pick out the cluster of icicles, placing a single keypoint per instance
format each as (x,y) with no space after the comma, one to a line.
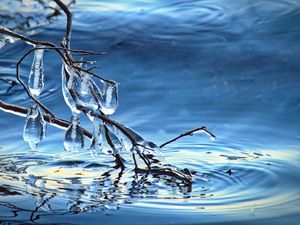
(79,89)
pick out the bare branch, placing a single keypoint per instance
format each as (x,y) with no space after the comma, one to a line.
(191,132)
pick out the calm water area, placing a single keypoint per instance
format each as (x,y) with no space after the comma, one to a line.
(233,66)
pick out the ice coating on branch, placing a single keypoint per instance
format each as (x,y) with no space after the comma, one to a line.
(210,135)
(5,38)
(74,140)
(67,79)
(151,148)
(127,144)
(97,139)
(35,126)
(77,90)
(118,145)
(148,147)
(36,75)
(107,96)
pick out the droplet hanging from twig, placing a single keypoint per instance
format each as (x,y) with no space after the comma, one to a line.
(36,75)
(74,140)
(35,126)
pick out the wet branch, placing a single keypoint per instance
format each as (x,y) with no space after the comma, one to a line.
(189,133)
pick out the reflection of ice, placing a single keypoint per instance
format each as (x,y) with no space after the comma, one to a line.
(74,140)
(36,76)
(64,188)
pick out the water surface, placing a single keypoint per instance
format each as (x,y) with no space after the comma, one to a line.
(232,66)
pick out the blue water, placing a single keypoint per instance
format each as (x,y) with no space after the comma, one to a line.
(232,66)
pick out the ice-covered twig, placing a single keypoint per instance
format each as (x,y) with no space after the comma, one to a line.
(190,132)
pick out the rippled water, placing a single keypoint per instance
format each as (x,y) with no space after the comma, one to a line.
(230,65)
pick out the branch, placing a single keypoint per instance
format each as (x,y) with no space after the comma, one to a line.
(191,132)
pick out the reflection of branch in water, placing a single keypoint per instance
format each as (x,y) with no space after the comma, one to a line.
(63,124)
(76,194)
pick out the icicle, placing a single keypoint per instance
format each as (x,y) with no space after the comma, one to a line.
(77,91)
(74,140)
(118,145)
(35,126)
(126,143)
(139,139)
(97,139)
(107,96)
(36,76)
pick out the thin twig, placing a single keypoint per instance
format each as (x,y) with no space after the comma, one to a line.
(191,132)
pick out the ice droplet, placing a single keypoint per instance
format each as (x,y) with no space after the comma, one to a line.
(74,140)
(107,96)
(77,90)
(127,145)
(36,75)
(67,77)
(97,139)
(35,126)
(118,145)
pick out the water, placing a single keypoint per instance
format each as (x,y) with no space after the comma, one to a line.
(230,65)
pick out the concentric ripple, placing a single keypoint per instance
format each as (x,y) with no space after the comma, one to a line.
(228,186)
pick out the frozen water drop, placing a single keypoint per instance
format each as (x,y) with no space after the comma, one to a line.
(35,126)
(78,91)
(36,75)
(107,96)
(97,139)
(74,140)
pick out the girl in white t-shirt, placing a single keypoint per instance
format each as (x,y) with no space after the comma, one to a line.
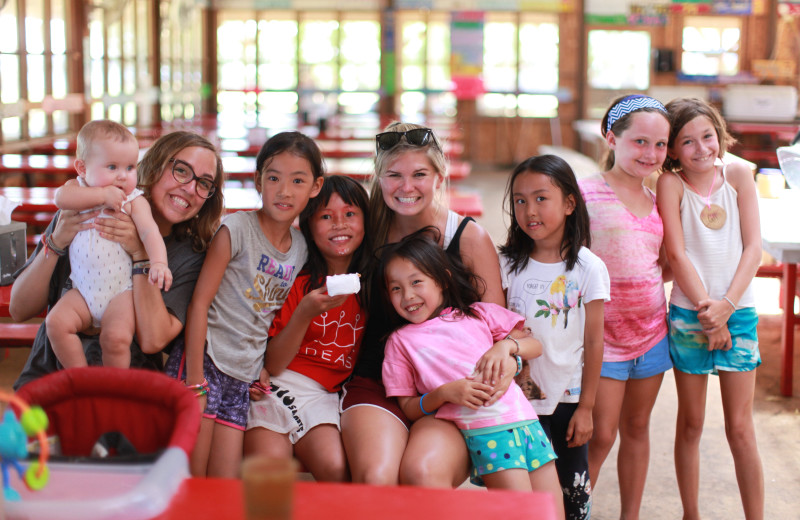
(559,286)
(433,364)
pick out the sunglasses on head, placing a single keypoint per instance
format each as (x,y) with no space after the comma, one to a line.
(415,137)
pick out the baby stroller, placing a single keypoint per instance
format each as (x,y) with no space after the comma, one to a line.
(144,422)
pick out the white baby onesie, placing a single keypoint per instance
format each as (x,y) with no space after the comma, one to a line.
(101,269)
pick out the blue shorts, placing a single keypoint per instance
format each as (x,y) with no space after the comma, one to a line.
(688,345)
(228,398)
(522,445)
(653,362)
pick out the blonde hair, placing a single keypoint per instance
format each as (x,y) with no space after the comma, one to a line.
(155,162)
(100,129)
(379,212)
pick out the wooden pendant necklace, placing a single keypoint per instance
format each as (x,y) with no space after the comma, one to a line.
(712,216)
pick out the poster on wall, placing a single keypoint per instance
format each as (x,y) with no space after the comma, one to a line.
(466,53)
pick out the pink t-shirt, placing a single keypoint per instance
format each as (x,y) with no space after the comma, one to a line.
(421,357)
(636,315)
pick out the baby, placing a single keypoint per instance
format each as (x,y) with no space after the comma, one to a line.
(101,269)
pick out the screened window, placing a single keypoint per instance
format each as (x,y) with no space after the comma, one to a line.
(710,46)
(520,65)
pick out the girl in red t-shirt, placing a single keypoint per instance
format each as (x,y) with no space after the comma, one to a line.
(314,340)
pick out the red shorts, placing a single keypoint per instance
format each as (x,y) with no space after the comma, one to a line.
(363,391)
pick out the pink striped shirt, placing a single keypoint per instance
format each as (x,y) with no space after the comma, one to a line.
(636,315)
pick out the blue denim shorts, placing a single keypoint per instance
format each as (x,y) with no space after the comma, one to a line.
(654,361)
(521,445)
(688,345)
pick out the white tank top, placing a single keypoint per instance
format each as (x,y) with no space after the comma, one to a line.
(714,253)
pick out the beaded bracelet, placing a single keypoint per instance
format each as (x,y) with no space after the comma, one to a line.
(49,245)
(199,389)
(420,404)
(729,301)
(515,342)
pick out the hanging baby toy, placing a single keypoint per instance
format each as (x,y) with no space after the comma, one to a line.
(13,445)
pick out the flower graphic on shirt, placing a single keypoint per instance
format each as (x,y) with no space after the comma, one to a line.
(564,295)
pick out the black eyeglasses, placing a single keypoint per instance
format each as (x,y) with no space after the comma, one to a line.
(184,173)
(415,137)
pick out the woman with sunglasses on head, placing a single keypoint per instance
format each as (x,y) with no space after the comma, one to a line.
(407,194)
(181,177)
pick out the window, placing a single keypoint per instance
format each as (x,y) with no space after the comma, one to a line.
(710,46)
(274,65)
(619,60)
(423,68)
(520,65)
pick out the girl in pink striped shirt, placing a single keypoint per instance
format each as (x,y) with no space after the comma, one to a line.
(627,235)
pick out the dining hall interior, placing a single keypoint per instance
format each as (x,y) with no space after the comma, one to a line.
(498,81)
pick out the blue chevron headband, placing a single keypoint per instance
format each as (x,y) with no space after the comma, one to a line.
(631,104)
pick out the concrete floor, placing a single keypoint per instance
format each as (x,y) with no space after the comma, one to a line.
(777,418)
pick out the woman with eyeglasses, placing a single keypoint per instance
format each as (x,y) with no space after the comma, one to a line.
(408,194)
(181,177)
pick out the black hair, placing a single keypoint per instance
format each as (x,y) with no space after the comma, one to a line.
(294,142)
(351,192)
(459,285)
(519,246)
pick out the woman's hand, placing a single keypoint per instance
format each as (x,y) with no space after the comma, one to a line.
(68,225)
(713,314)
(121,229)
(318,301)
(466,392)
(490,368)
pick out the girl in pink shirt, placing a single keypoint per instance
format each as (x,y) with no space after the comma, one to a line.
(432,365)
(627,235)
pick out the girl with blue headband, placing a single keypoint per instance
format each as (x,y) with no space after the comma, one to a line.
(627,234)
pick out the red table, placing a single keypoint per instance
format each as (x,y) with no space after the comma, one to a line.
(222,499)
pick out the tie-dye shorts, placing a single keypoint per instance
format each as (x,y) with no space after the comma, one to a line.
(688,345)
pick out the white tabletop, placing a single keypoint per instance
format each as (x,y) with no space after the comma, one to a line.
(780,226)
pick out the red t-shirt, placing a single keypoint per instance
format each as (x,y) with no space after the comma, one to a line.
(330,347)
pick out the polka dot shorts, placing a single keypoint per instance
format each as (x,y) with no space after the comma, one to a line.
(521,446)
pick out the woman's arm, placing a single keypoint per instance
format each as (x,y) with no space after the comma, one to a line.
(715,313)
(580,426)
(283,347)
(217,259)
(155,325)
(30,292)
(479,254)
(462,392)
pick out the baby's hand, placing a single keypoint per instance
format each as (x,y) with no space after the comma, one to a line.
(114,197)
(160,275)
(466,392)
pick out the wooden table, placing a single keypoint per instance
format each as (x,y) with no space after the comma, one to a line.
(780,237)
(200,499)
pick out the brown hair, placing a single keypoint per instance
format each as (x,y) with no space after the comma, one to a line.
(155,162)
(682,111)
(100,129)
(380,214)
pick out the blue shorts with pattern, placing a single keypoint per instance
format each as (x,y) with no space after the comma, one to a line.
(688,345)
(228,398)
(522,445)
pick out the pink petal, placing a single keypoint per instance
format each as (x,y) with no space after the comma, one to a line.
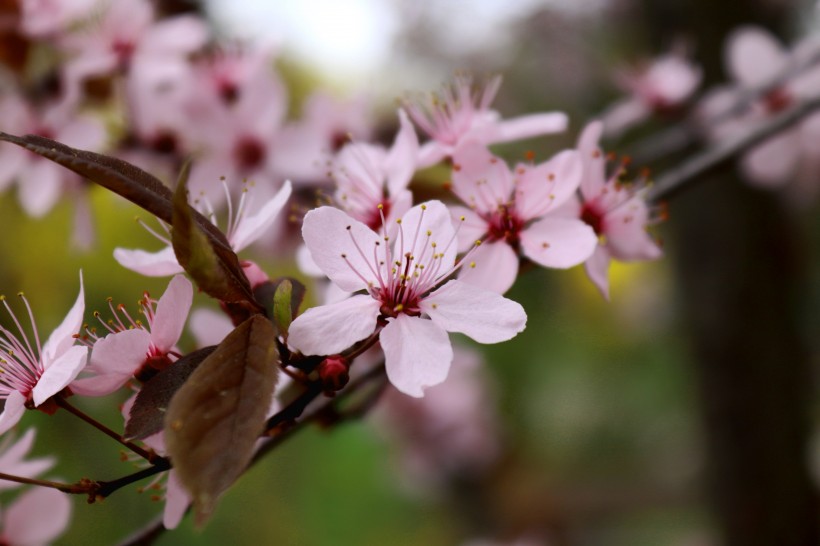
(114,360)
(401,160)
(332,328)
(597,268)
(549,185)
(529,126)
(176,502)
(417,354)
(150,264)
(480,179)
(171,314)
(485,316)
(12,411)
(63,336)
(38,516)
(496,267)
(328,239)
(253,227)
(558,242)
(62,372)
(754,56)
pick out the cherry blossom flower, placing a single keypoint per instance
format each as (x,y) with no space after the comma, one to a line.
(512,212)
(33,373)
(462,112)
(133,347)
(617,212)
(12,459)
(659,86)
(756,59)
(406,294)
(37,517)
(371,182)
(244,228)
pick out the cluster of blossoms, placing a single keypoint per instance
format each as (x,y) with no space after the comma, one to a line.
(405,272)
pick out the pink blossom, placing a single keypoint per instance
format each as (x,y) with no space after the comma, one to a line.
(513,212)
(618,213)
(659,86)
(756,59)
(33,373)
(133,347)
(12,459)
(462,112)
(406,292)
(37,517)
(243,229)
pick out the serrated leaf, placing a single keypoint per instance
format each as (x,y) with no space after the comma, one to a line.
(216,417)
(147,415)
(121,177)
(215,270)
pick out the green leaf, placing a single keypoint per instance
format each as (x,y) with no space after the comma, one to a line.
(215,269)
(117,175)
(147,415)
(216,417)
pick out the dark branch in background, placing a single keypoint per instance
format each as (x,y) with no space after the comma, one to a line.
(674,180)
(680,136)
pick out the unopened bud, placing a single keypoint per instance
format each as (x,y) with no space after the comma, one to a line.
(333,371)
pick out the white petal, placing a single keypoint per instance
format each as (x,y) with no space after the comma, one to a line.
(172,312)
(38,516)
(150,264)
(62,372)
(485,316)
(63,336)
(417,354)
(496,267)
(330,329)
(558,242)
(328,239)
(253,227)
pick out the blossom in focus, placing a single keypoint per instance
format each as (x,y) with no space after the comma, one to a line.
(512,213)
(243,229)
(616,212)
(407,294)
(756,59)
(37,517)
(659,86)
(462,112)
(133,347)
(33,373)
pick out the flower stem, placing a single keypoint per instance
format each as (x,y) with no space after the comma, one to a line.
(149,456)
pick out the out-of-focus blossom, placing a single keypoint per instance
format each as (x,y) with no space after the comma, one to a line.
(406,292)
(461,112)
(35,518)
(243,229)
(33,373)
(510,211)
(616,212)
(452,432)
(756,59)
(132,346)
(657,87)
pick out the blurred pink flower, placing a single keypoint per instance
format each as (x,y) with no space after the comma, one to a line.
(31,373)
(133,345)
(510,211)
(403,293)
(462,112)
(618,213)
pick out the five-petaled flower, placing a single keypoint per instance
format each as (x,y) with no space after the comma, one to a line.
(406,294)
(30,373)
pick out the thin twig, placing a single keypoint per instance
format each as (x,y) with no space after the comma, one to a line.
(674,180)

YOUR OBJECTIVE: Wherever the word "wooden" turns up in the records above, copy the line that holds it.

ANSWER SECTION:
pick out the wooden pendant necklace, placing a single keypoint per instance
pick out the wooden table, placing a single keypoint per instance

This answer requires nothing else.